* [EXERCISE DETAILS] A complete answer retypes each of the records below precisely and includes none of the pictures.

* [INFORMATION]
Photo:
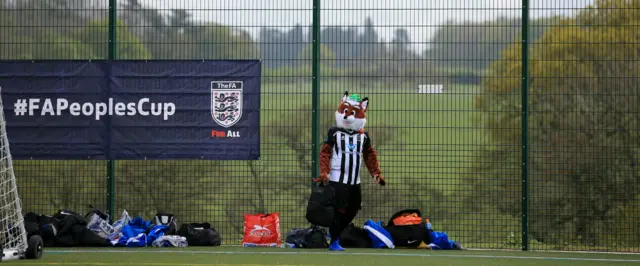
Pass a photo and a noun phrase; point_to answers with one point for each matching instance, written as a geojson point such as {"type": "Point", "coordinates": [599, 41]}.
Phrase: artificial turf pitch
{"type": "Point", "coordinates": [288, 257]}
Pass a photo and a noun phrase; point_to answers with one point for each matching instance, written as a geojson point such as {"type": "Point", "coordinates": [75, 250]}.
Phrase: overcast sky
{"type": "Point", "coordinates": [420, 17]}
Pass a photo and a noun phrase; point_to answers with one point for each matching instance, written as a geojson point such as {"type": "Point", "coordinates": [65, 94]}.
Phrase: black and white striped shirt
{"type": "Point", "coordinates": [346, 157]}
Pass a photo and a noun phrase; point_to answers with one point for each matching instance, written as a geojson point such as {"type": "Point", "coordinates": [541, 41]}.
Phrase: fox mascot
{"type": "Point", "coordinates": [341, 156]}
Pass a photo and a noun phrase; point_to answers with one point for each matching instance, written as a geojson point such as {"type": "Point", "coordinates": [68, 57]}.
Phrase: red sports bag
{"type": "Point", "coordinates": [261, 230]}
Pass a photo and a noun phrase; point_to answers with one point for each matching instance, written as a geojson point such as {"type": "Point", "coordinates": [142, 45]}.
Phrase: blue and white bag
{"type": "Point", "coordinates": [380, 238]}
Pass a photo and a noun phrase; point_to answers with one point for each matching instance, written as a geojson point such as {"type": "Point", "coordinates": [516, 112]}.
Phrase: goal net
{"type": "Point", "coordinates": [13, 236]}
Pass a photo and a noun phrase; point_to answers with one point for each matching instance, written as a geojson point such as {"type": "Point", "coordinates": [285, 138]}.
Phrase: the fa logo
{"type": "Point", "coordinates": [226, 102]}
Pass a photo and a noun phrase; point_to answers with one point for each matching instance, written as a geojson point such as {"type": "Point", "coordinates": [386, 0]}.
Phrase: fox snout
{"type": "Point", "coordinates": [349, 118]}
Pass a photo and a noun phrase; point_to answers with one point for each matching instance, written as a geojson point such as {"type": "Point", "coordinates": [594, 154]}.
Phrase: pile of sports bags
{"type": "Point", "coordinates": [70, 229]}
{"type": "Point", "coordinates": [406, 228]}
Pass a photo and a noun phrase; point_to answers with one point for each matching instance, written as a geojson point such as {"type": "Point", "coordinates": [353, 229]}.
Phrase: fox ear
{"type": "Point", "coordinates": [346, 96]}
{"type": "Point", "coordinates": [365, 104]}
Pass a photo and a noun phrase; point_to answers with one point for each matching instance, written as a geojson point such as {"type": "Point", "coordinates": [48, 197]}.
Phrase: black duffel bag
{"type": "Point", "coordinates": [200, 234]}
{"type": "Point", "coordinates": [321, 205]}
{"type": "Point", "coordinates": [411, 235]}
{"type": "Point", "coordinates": [355, 237]}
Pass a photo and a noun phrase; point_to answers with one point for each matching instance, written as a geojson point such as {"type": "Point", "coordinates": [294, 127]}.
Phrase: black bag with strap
{"type": "Point", "coordinates": [312, 237]}
{"type": "Point", "coordinates": [320, 208]}
{"type": "Point", "coordinates": [411, 235]}
{"type": "Point", "coordinates": [200, 234]}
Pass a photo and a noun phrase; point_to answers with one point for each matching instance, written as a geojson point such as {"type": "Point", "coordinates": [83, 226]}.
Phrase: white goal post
{"type": "Point", "coordinates": [13, 236]}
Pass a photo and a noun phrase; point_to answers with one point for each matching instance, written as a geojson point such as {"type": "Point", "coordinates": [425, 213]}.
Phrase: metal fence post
{"type": "Point", "coordinates": [525, 114]}
{"type": "Point", "coordinates": [111, 163]}
{"type": "Point", "coordinates": [315, 90]}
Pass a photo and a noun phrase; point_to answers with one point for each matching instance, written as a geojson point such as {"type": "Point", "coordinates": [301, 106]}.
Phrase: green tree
{"type": "Point", "coordinates": [327, 57]}
{"type": "Point", "coordinates": [583, 127]}
{"type": "Point", "coordinates": [96, 35]}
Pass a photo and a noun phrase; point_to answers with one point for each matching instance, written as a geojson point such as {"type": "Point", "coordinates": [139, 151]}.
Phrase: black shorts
{"type": "Point", "coordinates": [347, 196]}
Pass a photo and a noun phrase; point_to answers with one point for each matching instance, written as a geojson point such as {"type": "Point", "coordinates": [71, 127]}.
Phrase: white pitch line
{"type": "Point", "coordinates": [347, 254]}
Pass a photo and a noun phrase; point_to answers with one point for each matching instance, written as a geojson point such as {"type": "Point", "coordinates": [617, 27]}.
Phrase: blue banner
{"type": "Point", "coordinates": [132, 109]}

* [EXERCISE ANSWER]
Photo:
Pass a photo and a noun phrase; point_to answers with one point for each matching instance, written as a geojson point such as {"type": "Point", "coordinates": [599, 41]}.
Phrase: artificial turf pitch
{"type": "Point", "coordinates": [288, 257]}
Pass a photo and a noun phrase; point_to answers with one point for each matching instance, written as a geojson point such as {"type": "Point", "coordinates": [75, 250]}.
Phrase: overcast sky
{"type": "Point", "coordinates": [420, 17]}
Pass a photo and a noun phrase; point_to answers with one point for each matching instance, written as a geojson point such as {"type": "Point", "coordinates": [65, 94]}.
Phrase: black and white striped shirt
{"type": "Point", "coordinates": [346, 157]}
Pass a photo and a noun phrase; point_to answers with one point for each matching instance, written as a geojson point such as {"type": "Point", "coordinates": [541, 41]}.
Phrase: fox mascot
{"type": "Point", "coordinates": [341, 156]}
Pass a photo and a noun phrase; point_to answers with one point for each matching instance, written as a geojson point such as {"type": "Point", "coordinates": [68, 57]}.
Phrase: red sports bag
{"type": "Point", "coordinates": [261, 230]}
Pass a photo and a noun phrase; point_to answers with one point for each matching instance, written as a geojson point such as {"type": "Point", "coordinates": [142, 45]}.
Phrase: blue and white bag
{"type": "Point", "coordinates": [380, 238]}
Pass a photo and a noun phrase; point_to answers with one point for each matching instance, written as a geojson point such as {"type": "Point", "coordinates": [516, 112]}.
Phrase: goal net
{"type": "Point", "coordinates": [13, 236]}
Pass a photo and a noun phrase; point_to answers with one point for each matching instance, written as a geojson point such as {"type": "Point", "coordinates": [285, 138]}.
Phrase: the fa logo
{"type": "Point", "coordinates": [226, 102]}
Pass a photo and a noun phrase; point_to answers with one point for each matching instance, written as a geojson point such as {"type": "Point", "coordinates": [386, 0]}.
Phrase: fox snout
{"type": "Point", "coordinates": [349, 118]}
Pass a photo and a noun phrase; point_to answers with one point for each matching instance, written as a geojson point such as {"type": "Point", "coordinates": [594, 154]}.
Phrase: pile of sports bags
{"type": "Point", "coordinates": [70, 229]}
{"type": "Point", "coordinates": [406, 228]}
Pass a photo and a noun phrase; point_to answers with one point for each matching instance, written as a geojson point such as {"type": "Point", "coordinates": [353, 229]}.
Phrase: fox ear
{"type": "Point", "coordinates": [346, 96]}
{"type": "Point", "coordinates": [365, 104]}
Pass a photo and a noun phrase; point_to answers with one point for each matching instance, written as a geojson point such as {"type": "Point", "coordinates": [48, 197]}.
Phrase: black duffel bag
{"type": "Point", "coordinates": [200, 234]}
{"type": "Point", "coordinates": [321, 205]}
{"type": "Point", "coordinates": [411, 235]}
{"type": "Point", "coordinates": [355, 237]}
Pass a photo and a noun phrase; point_to answers with one point for each matching instance, written as a geojson point such as {"type": "Point", "coordinates": [294, 127]}.
Phrase: black bag with strap
{"type": "Point", "coordinates": [312, 237]}
{"type": "Point", "coordinates": [320, 208]}
{"type": "Point", "coordinates": [411, 235]}
{"type": "Point", "coordinates": [200, 234]}
Pass a photo and a noun phrase; point_to answers with one point for each matching instance, written as a geojson point such as {"type": "Point", "coordinates": [83, 226]}.
Phrase: white goal post
{"type": "Point", "coordinates": [13, 236]}
Pass a photo and a noun phrase; point_to answers with one point for each matching instance, written as a geojson point such as {"type": "Point", "coordinates": [425, 213]}.
Phrase: metal fence post
{"type": "Point", "coordinates": [525, 114]}
{"type": "Point", "coordinates": [111, 163]}
{"type": "Point", "coordinates": [315, 90]}
Pass a photo and a noun phrase; point_to answers with one point for each matching instance, written as a geojson point such as {"type": "Point", "coordinates": [301, 106]}.
Phrase: green tree
{"type": "Point", "coordinates": [327, 57]}
{"type": "Point", "coordinates": [583, 127]}
{"type": "Point", "coordinates": [96, 35]}
Pass a photo and a noun phrase; point_to answers with one point for each matching instance, written as a geojson point such as {"type": "Point", "coordinates": [139, 151]}.
Phrase: black shorts
{"type": "Point", "coordinates": [347, 196]}
Pass a photo and a noun phrase; point_to answers with one point for each matching instance, written as a geojson point such as {"type": "Point", "coordinates": [71, 127]}.
Phrase: white pitch line
{"type": "Point", "coordinates": [347, 254]}
Pass a photo and a noun phrase; point_to answers with one point for each matching instance, written as a geojson point such as {"type": "Point", "coordinates": [617, 27]}.
Phrase: blue banner
{"type": "Point", "coordinates": [132, 109]}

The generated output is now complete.